◆ Work to complete:
**a)** From the post on turning library photos into videos, reproduce the stretch from "Here are two" through "Library Snapshot Day?".
**b)** In the post on turning library photos into videos, what size of photo set does the writer find easier to create and put on Flickr for a video?
**c)** For each statement, say whether it agrees with the post on turning library photos into videos, and quote the words that decide it.
(i) With Animoto, the music comes from an assortment of clips the site provides.
(ii) Animoto produces the same video every time from the same images.
(iii) Removing the branding is one of the reasons given for upgrading to a Pro account.

◆ Given text:

☆ ☆ ☆ ☆ ☆

Two Sites that Turn Your Library Photos into Videos

Here are two sites that make it easy to turn a set of library photographs into a fast and fun video to post on YouTube or share on your library website. How about trying one of these for Massachusetts Library Snapshot Day?

Both of these sites have lots of options for selecting photographs, including pulling in a set from Flickr. I find that it’s easier to create a set of 12 – 18 selected photographs and put them into a set on Flickr to use for the video. Both sites are pretty simple to use, especially if you follow the instructions, and both keep adding new features, so I won’t attempt to document them here, but here’s a couple of examples using some of my library photographs.

Animoto

Animoto — Animoto makes photo slideshows that somewhat resemble movie trailers. You select the images you want to use, choose a musical clip from the large assortment provided, and then let Animoto create the video. They match the music and the images to create various animated transition effects, and no two videos are alike. In fact, if you don’t like your first attempt, you can let Animoto try again and you’ll get something different. There are other options here — you can mix video clips in, add some words and upgrade to a Pro account for higher quality, longer videos, different styles and to remove the branding.

☆ ☆ ☆ ☆ ☆

◆ Extracted records:
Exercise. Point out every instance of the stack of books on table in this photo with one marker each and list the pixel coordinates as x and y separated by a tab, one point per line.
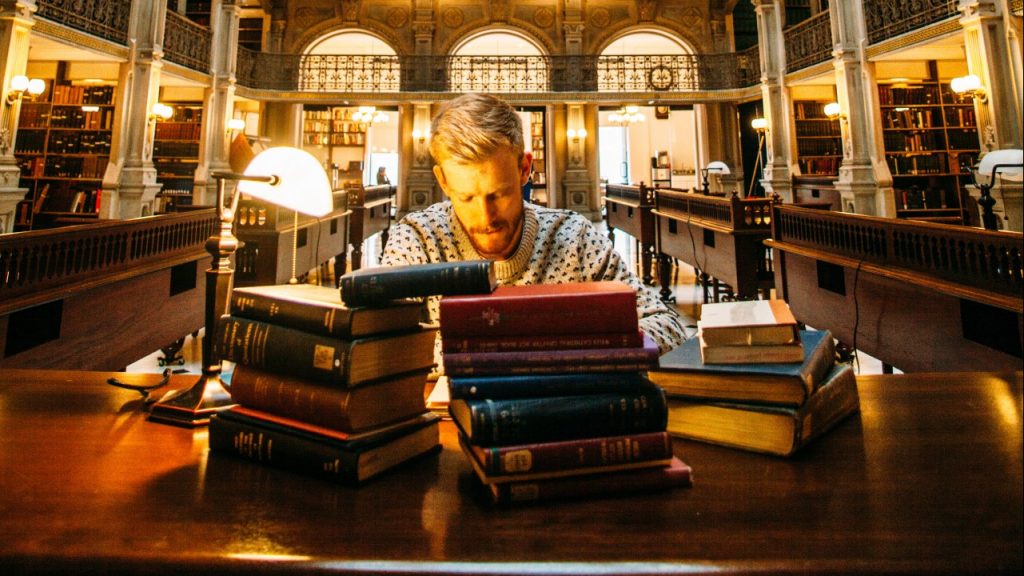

☆ ☆ ☆ ☆ ☆

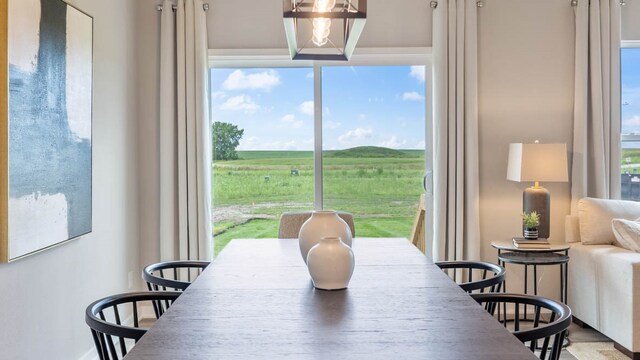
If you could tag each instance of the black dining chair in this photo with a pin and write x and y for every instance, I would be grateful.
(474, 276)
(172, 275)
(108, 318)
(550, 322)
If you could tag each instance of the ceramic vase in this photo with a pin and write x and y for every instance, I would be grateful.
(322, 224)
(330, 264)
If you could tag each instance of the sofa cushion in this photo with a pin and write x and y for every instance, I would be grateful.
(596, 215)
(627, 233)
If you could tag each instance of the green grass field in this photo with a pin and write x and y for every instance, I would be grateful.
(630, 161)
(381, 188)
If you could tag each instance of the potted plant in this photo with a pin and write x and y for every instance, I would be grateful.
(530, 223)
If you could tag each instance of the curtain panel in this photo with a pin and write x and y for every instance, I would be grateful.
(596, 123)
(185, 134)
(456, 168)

☆ ☆ ☆ ☆ ☆

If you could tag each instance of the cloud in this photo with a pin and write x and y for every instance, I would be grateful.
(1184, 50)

☆ ☆ ☆ ☆ ☆

◆ Task results:
**a)**
Here are two sites that make it easy to turn a set of library photographs into a fast and fun video to post on YouTube or share on your library website. How about trying one of these for Massachusetts Library Snapshot Day?

**b)** A set of 12 – 18 selected photographs.

**c)**
(i) Yes: "choose a musical clip from the large assortment provided"
(ii) No: "no two videos are alike"
(iii) Yes: "upgrade to a Pro account for higher quality, longer videos, different styles and to remove the branding"